(Data lines)
— Start —
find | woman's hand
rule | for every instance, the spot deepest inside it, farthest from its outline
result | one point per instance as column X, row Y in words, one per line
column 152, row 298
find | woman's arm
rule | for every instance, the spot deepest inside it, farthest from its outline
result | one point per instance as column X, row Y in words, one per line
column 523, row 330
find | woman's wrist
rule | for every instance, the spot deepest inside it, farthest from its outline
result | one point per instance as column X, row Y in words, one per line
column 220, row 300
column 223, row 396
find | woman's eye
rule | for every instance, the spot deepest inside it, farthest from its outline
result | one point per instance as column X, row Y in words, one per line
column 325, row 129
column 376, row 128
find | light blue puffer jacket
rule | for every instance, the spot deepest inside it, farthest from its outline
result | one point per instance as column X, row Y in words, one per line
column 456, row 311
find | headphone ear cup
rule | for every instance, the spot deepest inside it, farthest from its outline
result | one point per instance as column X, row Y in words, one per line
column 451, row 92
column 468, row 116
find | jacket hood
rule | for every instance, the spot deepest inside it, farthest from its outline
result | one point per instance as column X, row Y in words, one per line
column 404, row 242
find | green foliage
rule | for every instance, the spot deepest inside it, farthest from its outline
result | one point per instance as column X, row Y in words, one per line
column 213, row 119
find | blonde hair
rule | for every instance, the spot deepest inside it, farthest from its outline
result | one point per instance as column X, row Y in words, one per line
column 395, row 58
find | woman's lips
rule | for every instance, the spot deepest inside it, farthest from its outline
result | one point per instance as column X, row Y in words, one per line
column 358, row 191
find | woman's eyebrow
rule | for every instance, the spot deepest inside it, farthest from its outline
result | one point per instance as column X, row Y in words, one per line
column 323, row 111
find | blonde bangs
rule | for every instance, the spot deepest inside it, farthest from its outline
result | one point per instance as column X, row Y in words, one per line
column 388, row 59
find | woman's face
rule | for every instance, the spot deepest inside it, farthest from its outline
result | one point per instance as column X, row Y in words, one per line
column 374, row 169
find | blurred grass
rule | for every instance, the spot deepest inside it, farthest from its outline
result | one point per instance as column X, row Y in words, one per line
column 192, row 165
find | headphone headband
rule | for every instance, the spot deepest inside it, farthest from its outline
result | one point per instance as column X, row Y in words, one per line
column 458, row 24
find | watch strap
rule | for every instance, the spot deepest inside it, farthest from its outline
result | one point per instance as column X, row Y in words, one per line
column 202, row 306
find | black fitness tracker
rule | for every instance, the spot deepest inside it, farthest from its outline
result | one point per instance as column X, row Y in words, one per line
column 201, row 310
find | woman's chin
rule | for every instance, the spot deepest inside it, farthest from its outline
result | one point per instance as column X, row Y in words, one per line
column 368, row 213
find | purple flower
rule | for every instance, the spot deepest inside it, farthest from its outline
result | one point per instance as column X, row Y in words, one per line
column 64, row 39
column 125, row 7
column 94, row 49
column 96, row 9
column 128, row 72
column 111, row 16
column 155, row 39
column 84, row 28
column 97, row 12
— End —
• [Prompt]:
Duplicate every one of the items above verbatim, line for line, without changing anything.

• [Correct result]:
find | woman's hand
rule | for every instance, the spot deepest inside it, farthest from its outline
result | one point per instance as column X, row Y in words, one per line
column 152, row 298
find | woman's arm
rule | for every instance, the spot deepest inside it, farthest from its outline
result | one point per instance as column X, row Y in words, one per line
column 523, row 330
find | woman's wrist
rule | for every instance, the spot deepest inside it, farthest from its outline
result | one point per instance as column X, row Y in words, one per line
column 220, row 300
column 223, row 396
find | woman's eye
rule | for every instance, the spot deepest inside it, farthest from its outline
result | one point per instance as column X, row Y in words, one per line
column 325, row 129
column 376, row 128
find | light blue puffer jacket
rule | for every instance, the spot deepest inside it, farthest from its outline
result | one point per instance as column X, row Y in words, one per line
column 456, row 311
find | headphone ear cup
rule | for every instance, the spot deepest inside it, farthest from its outline
result | one point per instance as column X, row Y in words, one per line
column 451, row 92
column 468, row 116
find | jacket hood
rule | for every instance, the spot deepest inside it, farthest from its outline
result | one point per instance as column X, row Y in words, one per line
column 404, row 242
find | green foliage
rule | for every instance, the spot deepest inside it, farthest from its outline
result | one point per instance as column X, row Y in words, one per line
column 213, row 119
find | blonde hair
rule | for every instance, the spot deepest inside it, farthest from its outline
result | one point per instance as column X, row Y in words, one per line
column 395, row 58
find | woman's lips
rule | for every instance, the spot deepest inside it, farthest from its outline
result | one point per instance as column X, row Y in words, one per line
column 358, row 191
find | woman's eyebrow
rule | for every instance, the spot deepest inside it, farthest from its outline
result | one point per instance as column X, row Y in words, one per line
column 323, row 111
find | blonde bangs
rule | for every instance, the spot deepest inside it, farthest from its outline
result | one point per instance as column X, row Y in words, one per line
column 388, row 59
find | woman's face
rule | for every instance, the spot deepest inside it, farthest from its outline
result | one point per instance as column X, row Y in words, one per line
column 374, row 169
find | blurred grass
rule | for every instance, the spot deepest inside it, farthest from its outline
result | one point per instance as column X, row Y in words, one per line
column 192, row 165
find | headphone headband
rule | for every instance, the spot deepest inside it, farthest from its outline
result | one point per instance as column X, row Y in words, one per line
column 458, row 24
find | watch strap
rule | for every instance, the spot deepest inside it, farthest from its outline
result | one point per instance as column X, row Y in words, one per line
column 202, row 306
find | black fitness tracker
rule | for every instance, the spot deepest inside it, farthest from its outline
result | one point per instance as column X, row Y in words, one per line
column 201, row 310
find | woman's chin
rule | for every instance, the spot deepest inside it, farthest from its outline
result | one point per instance as column X, row Y in words, one per line
column 368, row 213
find | purple flower
rule | for every instance, the spot deepest inside it, farthest from its outline
result | one point per instance as column X, row Y in words, one per line
column 64, row 39
column 125, row 7
column 94, row 49
column 96, row 9
column 128, row 72
column 111, row 16
column 155, row 39
column 84, row 28
column 97, row 12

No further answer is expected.